## GOALS
a – Retype the stretch of the copyright passage from "To perform or display a" through "copyright protected work.".
b – Answer these questions using the copyright passage:
(i) To which sections are the copyright owner's exclusive rights subject?
(ii) For a motion picture or other audiovisual work, what does it mean to "display" it?
(iii) According to the final line, where was the quote taken from?
c – Proceed with the copyright passage from where it stops.

## EXCERPTED PASSAGE

******

Subject to sections 107 through 122, the owner of copyright under this title has the exclusive rights to do and to authorize any of the following:
<snip>
(4) in the case of literary, musical, dramatic, and choreographic works, pantomimes, and motion pictures and other audiovisual works, to perform the copyrighted work publicly;
<snip>
§ 101 Definitions said:
To “display” a work means to show a copy of it, either directly or by means of a film, slide, television image, or any other device or process or, in the case of a motion picture or other audiovisual work, to show individual images nonsequentially.

“Literary works” are works, other than audiovisual works, expressed in words, numbers, or other verbal or numerical symbols or indicia, regardless of the nature of the material objects, such as books, periodicals, manuscripts, phonorecords, film, tapes, disks, or cards, in which they are embodied.

To “perform” a work means to recite, render, play, dance, or act it, either directly or by means of any device or process or, in the case of a motion picture or other audiovisual work, to show its images in any sequence or to make the sounds accompanying it audible.

“Pictorial, graphic, and sculptural works” include two-dimensional and three-dimensional works of fine, graphic, and applied art, photographs, prints and art reproductions, maps, globes, charts, diagrams, models, and technical drawings, including architectural plans.<snip some stuff not relevant to current discussion>

To perform or display a work “publicly” means—
(1) to perform or display it at a place open to the public or at any place where a substantial number of persons outside of a normal circle of a family and its social acquaintances is gathered; or
Your quote above was from the definitions, not the permissible uses of a copyright protected work.

******

## DATA RECORDS
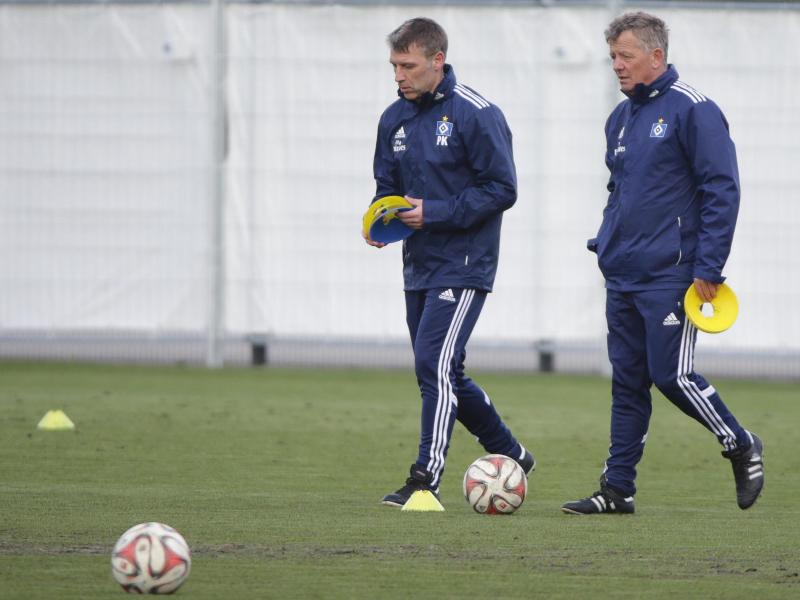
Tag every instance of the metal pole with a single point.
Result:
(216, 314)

******

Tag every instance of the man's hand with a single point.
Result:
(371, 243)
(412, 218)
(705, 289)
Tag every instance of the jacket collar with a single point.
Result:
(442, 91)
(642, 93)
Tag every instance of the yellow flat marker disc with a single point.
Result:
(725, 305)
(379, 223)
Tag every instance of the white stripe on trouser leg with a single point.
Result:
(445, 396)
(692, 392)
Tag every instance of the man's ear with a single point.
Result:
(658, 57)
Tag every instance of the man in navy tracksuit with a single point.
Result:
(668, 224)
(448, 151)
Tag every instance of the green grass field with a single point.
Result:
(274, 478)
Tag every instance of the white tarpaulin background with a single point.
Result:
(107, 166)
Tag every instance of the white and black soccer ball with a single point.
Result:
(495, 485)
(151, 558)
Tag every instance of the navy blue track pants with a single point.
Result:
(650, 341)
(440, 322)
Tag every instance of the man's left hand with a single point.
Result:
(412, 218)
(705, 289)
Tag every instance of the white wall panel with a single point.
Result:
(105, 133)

******

## OUTPUTS BY TASK
a –
To perform or display a work “publicly” means—
(1) to perform or display it at a place open to the public or at any place where a substantial number of persons outside of a normal circle of a family and its social acquaintances is gathered; or
Your quote above was from the definitions, not the permissible uses of a copyright protected work.

b –
(i) Sections 107 through 122.
(ii) To show individual images nonsequentially.
(iii) From the definitions, not the permissible uses of a copyright protected work.

c –
§ 107 · Limitations on exclusive rights: Fair use - There might be some leeway here, if you were being paid to teach the game system, rather than game-master the module. Though it looks as if there is plenty of room for interpretation under fair use. (That's where a case law review and rulings search comes in handy. Queue the legal assistant.)

§ 110 · Limitations on exclusive rights: Exemption of certain performances and displays - paragraph 4 might have helped, except for the "without any purpose of direct or indirect commercial advantage and without payment of any fee or other compensation for the performance to any of its performers, promoters, or organizers,..." and the following sub paragraphs.

So, care to explain to me again where someone would have the right to charge for a public performance under the US copyright laws? I don't think there is a definition that meets your "page by page reading" would be protected, but somehow performing the work as intended would not.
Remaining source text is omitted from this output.